Texto>

····················

Historia de un género

El telediario nació como género en Estados Unidos. Fue en junio de 1941 cuando se produjeron las primeras emisiones regulares de televisión desde el mítico edifico del Empire State Bulding en Manhattan. El primer telediario se emitió en 1943 en Shenectady. Y a partir de 1947 aparecen programas diarios de información en la parrilla de la programación habitual de la televisión.

La creación de estas emisiones tuvo su origen en una exigencia de la Federal Commission of Communications (FCC) que sólo concedía licencias de explotación de emisoras de televisión comercial (por un período de tres años) a condición de que se comprometieran a producir regularmente programas informativos.

Muy pronto estas emisoras (agrupadas básicamente en tres cadenas o networks: American Broadcasting Company, ABC; Columbia Broadcasting System, CBS; y National Broadcasting Company, NBC) comprenden que las noticias televisadas, como cualquier otro tipo de emisión, pueden convertirse en una fuente importante de beneficios. Se dan cuenta de que la competencia con los demás medios de comunicación de masas, sobre todo la prensa escrita, en el reparto del maná publicitario exige desarrollar precisamente la especificidad de este espacio, la información, y conquistar para el seguimiento de los telediarios a millones de lectores de periódicos.

····················

Tarea 1> Transcribe del texto sobre la historia del telediario el tramo que va de "La creación de" a "regularmente programas informativos.".
Tarea 2>
Responde con datos del texto sobre la historia del telediario:
(a) ¿En qué año se emitió el primer telediario?
(b) ¿Por cuántos años concedía la FCC las licencias de televisión comercial?
(c) ¿Con qué medio de comunicación competían sobre todo las emisoras por la publicidad?

····················

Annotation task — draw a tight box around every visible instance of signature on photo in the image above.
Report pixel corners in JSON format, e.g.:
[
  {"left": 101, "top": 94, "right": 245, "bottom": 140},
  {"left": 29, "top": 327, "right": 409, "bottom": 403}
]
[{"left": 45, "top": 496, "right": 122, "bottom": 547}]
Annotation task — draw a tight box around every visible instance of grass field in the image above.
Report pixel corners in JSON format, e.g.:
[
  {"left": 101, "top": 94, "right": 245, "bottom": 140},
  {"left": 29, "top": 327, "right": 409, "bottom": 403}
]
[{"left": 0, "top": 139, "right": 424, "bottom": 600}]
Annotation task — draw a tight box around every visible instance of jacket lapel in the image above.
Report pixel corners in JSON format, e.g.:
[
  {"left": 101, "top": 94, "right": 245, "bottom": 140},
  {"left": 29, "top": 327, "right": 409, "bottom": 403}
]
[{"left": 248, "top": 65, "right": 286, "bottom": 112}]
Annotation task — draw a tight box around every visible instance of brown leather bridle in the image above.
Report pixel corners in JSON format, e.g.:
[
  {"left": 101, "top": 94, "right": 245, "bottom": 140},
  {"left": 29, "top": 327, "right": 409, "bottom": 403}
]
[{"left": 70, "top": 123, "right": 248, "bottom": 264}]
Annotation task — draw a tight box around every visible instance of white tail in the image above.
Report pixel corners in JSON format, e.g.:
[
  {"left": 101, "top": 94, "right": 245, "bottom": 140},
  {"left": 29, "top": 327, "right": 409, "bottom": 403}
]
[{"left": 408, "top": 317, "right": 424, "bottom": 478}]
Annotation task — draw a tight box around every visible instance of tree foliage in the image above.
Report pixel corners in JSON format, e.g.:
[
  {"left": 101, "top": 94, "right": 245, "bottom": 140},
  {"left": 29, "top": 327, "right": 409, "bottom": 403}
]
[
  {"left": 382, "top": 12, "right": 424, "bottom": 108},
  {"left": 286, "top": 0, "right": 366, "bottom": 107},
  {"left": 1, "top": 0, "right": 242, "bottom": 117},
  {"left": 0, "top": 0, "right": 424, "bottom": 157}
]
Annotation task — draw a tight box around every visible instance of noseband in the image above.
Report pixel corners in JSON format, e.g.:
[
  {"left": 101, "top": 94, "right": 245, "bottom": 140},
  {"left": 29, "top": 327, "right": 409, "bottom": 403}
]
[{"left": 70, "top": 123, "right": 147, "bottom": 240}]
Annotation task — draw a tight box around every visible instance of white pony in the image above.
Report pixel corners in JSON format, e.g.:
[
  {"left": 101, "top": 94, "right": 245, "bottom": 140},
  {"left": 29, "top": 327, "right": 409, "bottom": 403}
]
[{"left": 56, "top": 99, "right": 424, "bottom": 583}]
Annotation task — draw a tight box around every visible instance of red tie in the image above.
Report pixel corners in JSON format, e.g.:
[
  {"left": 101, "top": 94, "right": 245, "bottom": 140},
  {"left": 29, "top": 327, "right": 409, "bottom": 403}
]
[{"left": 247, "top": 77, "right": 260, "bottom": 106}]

····················

Respuesta escrita 1>
La creación de estas emisiones tuvo su origen en una exigencia de la Federal Commission of Communications (FCC) que sólo concedía licencias de explotación de emisoras de televisión comercial (por un período de tres años) a condición de que se comprometieran a producir regularmente programas informativos.

Respuesta escrita 2>
(a) En 1943.
(b) Por tres años.
(c) Con la prensa escrita.